SOURCE start
# "Search This Book" function malfunctioning OR not working on .mobi file



## NYCourtney (Apr 26, 2011)

In creating an ePub and then .mobi book, somewhere along the way, the "Search This Book" function has decided not to work on the Kindle.

I've run simple searches for "a" or "onion" and it returns no results. I've tried restarting the device, even a factory reset. All other books on the Kindle search fine, but not the new one I've created. When it does display results, they are either without the keywork highlighted, or display actual "code lines" in the results... Bizarre!!! 

Everything in the book displays and functions properly, but the search function does not work. The search function works perfectly on all my other readers for this book (Sony, Nook, iPad etc.) in the ePub version.

I've tried converting it using both KindleGen and Calibre. Both create perfectley functioning .mobi files, but neither are successfully search able on the Kindle. 

Has anyone run across this before? Could there be some code that I've used that has disabled this functionality 

Thank you SO MUCH if you can help!
SOURCE end
EXCERPTED RECORDS start
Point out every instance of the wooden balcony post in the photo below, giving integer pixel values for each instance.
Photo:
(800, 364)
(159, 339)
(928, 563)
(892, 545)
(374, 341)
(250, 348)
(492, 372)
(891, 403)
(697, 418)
EXCERPTED RECORDS end
EXCERPTED RECORDS start
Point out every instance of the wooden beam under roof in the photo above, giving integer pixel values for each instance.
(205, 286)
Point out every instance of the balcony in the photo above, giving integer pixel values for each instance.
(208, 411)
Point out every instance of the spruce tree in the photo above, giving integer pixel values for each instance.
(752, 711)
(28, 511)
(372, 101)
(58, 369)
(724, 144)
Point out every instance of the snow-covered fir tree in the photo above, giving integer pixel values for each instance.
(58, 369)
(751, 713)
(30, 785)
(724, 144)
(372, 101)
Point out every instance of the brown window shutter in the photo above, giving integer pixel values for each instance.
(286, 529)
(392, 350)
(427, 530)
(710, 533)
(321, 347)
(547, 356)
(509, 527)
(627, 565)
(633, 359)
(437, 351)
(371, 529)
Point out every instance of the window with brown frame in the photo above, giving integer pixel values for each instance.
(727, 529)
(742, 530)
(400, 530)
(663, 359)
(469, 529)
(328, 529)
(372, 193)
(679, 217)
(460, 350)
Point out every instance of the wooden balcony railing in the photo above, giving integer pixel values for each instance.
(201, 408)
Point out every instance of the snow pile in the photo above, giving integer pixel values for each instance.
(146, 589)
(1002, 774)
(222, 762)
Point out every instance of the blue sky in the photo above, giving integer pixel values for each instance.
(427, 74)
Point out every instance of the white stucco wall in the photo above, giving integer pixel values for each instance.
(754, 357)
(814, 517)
EXCERPTED RECORDS end
EXCERPTED RECORDS start
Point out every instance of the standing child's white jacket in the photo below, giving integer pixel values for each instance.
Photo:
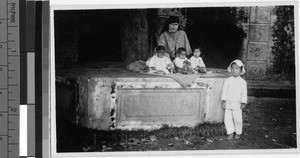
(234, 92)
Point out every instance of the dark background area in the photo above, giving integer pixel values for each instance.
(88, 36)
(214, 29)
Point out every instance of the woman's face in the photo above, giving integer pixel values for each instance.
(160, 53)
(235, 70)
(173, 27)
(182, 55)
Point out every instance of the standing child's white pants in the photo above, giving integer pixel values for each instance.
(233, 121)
EXCERPTED RECORDS end
*TASK BRIEF:* Carry the forum thread about the Kindle "Search This Book" problem forward from the point where it stops.

*RESPONSE FOR THIS EXERCISE:*
----------



## SusanCassidy (Nov 9, 2008)

Does the search work if you use Mobipocket Reader to read the file?  Is the file indexed (search all books for a nonsense word, and it will show you if a book is not indexed).

Is there a language specification tag in the HTML that you used to create the .mobi file? Is it correct?  

Have you tried a reset on the Kindle?  Often that fixes weird problems.


----------



## NYCourtney (Apr 26, 2011)

Susan, the SUPER weird thing is that the search works PERFECTLY fine viewing the .mobi file through "Kindle for Mac!" 

As far as I can tell from my exhaustive testing, is that it has got to have SOMETHING to do with the programming of the search function on the actual device... I am PERPLEXED!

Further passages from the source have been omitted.